- _ENSEMBLE DE TÂCHES_:
- a) D'après le texte sur la chasteté, qu'est-ce qui ne peut pas être nuisible à l'équilibre psychique de l'individu ?
- b) Traduisez en anglais la phrase suivante du texte sur la chasteté : « Ainsi, la nature humaine est entre autres, un terrain de conflits internes. »
- c) Poursuivez le texte sur la chasteté à partir de l'endroit où il s'arrête.

- _TEXTE À LIRE_:
.....
Selon certains individus, la chasteté serait nuisible à l'équilibre psychique de l’homme.
Il convient d’abord de préciser ce qui peut être objectivement nuisible à l’équilibre psychique de l’homme. Tout ce qui est contre l’homme et contre les lois d’une croissance harmonieuse de la personne est nuisible à l’équilibre psychique de l’homme. Tout ce qui satisfait les exigences plus profondes de l’être humain et le fait grandir comme une personne de manière intégrale ne peut pas être nuisible à l’équilibre psychique de l'individu.
Il faut toutefois reconnaitre que la nature de l’être humain en tant que sujet incarné, se présente comme lieu de pulsions, d'instincts, de tendances qui tendent à leur réalisation. Ainsi, la nature humaine est entre autres, un terrain de conflits internes. Cependant, il est évident que l'homme et la femme ne peuvent pas toujours satisfaire toutes les tendances, les pulsions instinctives qu'ils éprouvent sans le nécessaire discernement moral.
Un développement harmonieux de la personnalité exige nécessairement des choix et par conséquent des renoncements face à certaines tendances de l'être humain. C'est dans une telle perspective que se pose la question de la chasteté en relation avec l’équilibre psychique de la personne humaine. Dans ce sens le Conseil Pontifical pour la Famille écrit : « … Les enfants et jeunes doivent être encouragés à estimer et à pratiquer l’autocontrôle et la retenue, à vivre avec ordre, à faire des sacrifices personnels dans un esprit d'amour pour Dieu, de respect de soi et de générosité pour les autres, sans étouffer les sentiments et les tendances, mais en les canalisant dans une vie vertueuse » [1].
.....
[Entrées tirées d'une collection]
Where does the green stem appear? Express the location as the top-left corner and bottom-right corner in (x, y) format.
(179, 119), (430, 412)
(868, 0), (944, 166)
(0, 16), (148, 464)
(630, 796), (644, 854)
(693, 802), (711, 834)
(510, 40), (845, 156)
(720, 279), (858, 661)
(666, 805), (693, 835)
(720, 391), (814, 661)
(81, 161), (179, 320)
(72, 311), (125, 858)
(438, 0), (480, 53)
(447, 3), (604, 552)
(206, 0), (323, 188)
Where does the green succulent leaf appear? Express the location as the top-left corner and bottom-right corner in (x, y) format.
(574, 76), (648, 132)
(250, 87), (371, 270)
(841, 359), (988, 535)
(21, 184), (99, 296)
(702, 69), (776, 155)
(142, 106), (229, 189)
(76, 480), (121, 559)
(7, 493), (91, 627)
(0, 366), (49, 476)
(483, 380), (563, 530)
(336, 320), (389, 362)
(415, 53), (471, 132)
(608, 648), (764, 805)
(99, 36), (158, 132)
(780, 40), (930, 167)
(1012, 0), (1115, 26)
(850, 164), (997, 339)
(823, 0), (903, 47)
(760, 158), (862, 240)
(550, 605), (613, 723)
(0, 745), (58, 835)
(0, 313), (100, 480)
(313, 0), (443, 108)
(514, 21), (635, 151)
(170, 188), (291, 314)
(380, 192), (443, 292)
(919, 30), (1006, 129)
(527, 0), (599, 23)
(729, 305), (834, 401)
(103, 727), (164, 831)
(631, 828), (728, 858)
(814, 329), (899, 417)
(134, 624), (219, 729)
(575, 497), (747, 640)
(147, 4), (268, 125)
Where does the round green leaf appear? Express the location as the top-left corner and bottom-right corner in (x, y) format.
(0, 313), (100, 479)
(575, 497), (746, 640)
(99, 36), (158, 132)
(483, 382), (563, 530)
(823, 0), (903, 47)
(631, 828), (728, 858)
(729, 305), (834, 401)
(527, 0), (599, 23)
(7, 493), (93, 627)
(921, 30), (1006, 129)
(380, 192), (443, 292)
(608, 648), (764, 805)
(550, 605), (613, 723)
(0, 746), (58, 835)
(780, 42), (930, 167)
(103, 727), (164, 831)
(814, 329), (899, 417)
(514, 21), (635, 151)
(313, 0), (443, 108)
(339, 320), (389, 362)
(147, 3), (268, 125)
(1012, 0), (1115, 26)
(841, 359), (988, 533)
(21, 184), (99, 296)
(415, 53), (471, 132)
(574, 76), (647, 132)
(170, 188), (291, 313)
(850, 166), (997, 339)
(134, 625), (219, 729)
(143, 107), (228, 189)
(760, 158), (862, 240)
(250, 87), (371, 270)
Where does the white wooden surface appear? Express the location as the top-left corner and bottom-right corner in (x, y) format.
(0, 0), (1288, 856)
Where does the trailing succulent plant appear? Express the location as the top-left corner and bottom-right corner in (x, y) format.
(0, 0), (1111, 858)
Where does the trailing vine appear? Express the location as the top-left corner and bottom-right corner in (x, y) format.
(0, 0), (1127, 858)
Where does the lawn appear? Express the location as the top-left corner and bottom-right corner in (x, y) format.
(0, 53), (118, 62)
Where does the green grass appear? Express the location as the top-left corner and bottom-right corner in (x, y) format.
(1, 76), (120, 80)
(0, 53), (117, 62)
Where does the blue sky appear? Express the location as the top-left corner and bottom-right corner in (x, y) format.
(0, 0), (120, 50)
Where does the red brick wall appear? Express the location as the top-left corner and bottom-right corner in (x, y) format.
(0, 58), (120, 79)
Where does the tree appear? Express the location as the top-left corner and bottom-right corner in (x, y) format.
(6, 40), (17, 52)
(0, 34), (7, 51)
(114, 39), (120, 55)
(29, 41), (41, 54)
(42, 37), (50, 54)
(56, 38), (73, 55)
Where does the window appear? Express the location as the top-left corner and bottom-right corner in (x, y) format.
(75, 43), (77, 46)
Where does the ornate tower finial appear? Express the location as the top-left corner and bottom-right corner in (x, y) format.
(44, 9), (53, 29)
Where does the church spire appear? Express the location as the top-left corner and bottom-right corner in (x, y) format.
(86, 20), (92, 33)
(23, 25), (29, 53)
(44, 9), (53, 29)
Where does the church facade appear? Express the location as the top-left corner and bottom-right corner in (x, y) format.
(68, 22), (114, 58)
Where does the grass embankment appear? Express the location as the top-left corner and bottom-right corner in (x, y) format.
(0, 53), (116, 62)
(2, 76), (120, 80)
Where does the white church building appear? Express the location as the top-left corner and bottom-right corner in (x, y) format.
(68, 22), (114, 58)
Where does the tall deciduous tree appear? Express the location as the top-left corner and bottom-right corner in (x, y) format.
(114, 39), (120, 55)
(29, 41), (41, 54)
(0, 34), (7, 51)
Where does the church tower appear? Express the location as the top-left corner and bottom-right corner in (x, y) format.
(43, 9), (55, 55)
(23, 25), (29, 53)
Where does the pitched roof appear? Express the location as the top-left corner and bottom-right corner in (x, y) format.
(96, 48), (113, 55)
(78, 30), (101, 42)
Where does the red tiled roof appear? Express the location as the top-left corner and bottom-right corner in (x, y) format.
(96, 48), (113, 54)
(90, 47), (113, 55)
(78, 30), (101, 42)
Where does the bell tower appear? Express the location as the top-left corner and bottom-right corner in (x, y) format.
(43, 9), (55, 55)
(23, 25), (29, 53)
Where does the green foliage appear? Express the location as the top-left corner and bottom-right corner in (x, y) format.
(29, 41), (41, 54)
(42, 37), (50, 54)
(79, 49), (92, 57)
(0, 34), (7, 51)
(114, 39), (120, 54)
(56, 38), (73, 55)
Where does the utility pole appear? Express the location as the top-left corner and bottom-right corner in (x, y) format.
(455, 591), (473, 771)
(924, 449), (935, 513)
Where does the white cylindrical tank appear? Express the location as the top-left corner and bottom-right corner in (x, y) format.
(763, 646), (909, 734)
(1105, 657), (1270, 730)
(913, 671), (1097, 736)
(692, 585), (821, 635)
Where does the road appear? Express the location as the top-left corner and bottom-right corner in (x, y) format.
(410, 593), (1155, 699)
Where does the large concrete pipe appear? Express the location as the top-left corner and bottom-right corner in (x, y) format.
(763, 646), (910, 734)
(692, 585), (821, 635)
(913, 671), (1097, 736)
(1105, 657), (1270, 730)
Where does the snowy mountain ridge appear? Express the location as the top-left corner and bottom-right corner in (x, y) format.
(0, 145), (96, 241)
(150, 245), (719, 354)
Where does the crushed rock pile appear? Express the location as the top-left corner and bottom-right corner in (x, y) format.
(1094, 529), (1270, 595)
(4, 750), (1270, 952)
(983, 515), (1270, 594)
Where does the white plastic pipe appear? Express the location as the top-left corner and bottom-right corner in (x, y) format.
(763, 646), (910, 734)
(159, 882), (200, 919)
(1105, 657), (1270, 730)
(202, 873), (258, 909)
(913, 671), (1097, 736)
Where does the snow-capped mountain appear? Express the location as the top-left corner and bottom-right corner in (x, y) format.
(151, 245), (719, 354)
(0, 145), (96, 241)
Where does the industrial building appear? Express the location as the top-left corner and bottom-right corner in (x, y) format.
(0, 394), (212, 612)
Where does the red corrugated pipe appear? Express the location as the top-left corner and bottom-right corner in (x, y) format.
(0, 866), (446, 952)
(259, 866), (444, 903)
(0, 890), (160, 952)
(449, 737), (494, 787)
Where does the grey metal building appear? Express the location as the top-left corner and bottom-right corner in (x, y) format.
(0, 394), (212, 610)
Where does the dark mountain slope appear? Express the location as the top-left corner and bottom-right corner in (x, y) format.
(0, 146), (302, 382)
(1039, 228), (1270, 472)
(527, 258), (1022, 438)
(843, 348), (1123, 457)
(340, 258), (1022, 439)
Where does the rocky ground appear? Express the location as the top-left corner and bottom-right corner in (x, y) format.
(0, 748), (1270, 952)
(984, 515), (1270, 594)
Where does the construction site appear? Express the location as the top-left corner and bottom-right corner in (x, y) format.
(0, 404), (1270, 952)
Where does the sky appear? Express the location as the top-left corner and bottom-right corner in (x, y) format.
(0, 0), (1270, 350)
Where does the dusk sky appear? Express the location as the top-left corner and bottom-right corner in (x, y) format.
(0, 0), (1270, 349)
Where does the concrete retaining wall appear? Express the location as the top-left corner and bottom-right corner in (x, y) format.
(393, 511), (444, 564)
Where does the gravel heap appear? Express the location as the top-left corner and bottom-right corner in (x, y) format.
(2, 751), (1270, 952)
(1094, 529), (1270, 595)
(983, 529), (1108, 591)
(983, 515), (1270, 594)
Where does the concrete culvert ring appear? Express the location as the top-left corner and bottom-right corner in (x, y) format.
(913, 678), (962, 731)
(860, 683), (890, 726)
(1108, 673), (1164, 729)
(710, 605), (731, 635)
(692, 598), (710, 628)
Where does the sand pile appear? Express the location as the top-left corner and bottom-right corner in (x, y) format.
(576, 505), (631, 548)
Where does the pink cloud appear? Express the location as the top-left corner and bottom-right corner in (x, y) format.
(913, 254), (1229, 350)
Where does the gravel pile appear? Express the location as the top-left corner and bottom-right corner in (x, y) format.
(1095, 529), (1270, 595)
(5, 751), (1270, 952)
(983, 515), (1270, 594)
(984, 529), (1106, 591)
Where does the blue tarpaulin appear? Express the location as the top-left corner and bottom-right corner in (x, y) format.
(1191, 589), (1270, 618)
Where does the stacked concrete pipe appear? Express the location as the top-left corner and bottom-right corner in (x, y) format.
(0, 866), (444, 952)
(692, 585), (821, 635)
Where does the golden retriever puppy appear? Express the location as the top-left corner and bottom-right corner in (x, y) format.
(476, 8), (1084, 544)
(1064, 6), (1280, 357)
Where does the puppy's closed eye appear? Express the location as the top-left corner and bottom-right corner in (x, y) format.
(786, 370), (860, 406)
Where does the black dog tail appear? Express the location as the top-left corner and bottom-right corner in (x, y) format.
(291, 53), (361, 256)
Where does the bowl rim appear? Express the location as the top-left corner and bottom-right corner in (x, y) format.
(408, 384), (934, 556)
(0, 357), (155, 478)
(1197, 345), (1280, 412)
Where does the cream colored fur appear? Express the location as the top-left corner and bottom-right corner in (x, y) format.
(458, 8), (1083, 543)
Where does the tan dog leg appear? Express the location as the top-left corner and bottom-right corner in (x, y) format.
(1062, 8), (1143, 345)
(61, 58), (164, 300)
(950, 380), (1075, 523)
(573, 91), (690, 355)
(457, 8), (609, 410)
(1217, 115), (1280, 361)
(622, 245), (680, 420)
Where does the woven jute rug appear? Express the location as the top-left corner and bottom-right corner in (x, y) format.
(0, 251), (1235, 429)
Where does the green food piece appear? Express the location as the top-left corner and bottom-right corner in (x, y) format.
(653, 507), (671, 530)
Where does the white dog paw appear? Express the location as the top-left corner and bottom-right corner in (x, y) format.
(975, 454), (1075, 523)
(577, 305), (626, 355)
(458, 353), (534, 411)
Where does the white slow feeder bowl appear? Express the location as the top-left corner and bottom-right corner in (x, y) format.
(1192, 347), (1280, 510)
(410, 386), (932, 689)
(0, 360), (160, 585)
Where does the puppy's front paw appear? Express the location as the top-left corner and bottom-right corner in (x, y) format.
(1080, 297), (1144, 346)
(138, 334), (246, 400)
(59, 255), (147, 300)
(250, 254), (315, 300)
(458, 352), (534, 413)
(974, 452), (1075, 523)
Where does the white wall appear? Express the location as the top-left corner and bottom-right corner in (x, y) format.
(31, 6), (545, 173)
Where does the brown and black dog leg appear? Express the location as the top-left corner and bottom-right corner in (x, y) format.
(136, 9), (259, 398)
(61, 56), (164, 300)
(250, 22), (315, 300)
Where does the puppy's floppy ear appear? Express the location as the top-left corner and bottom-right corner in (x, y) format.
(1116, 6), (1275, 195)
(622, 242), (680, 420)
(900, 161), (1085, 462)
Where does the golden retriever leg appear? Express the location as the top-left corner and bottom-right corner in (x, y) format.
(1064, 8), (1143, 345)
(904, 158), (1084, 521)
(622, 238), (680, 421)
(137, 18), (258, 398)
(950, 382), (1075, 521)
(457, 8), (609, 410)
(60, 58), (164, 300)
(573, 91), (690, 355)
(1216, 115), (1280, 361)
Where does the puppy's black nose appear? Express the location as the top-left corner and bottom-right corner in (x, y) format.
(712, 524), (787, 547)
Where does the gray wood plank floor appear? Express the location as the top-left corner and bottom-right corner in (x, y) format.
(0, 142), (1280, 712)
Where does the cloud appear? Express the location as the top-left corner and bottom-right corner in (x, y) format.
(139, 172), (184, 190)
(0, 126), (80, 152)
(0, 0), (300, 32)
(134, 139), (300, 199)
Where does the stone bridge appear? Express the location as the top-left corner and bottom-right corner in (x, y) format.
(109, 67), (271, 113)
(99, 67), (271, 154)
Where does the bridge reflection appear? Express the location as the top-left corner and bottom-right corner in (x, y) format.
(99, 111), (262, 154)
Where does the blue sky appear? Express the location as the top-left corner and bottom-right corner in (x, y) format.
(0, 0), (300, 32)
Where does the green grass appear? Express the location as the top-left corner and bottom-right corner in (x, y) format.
.....
- _RÉPONSES CI-DESSOUS_:
- a) Tout ce qui satisfait les exigences plus profondes de l'être humain et le fait grandir comme une personne de manière intégrale.

- b) Thus, human nature is, among other things, a ground of internal conflicts.

- c)
La pure continence en effet, supportée longtemps sans amour et sans la motivation d’un grand idéal, n'est pas l’expression d'une vertu, et peut être source de quelque forme névrotique. La chasteté par contre, est une vertu morale qui permet à l’amour humain de s’exprimer dans sa pleine vérité et intégrité, de manière juste et ordonnée dans le sens « du développement harmonieux et intégral de la personne vers sa maturation psychologique en vue de la pleine maturité spirituelle à laquelle sont appelés tous les croyants » [2]. Dès lors, la chasteté ne peut guère être considérée comme nuisible à l'équilibre psychique de la personne humaine.
FREUD a tenté d'expliquer le phénomène des névroses comme étant le résultat de la répression de la sexualité [3]. Or il n'y a pas de répression lorsque le contrôle de la sexualité est motivé par un amour supérieur. Par contre il peut y avoir répression lorsque le renoncement à la satisfaction d'une tendance est privé de motivation profonde, libre et consciente.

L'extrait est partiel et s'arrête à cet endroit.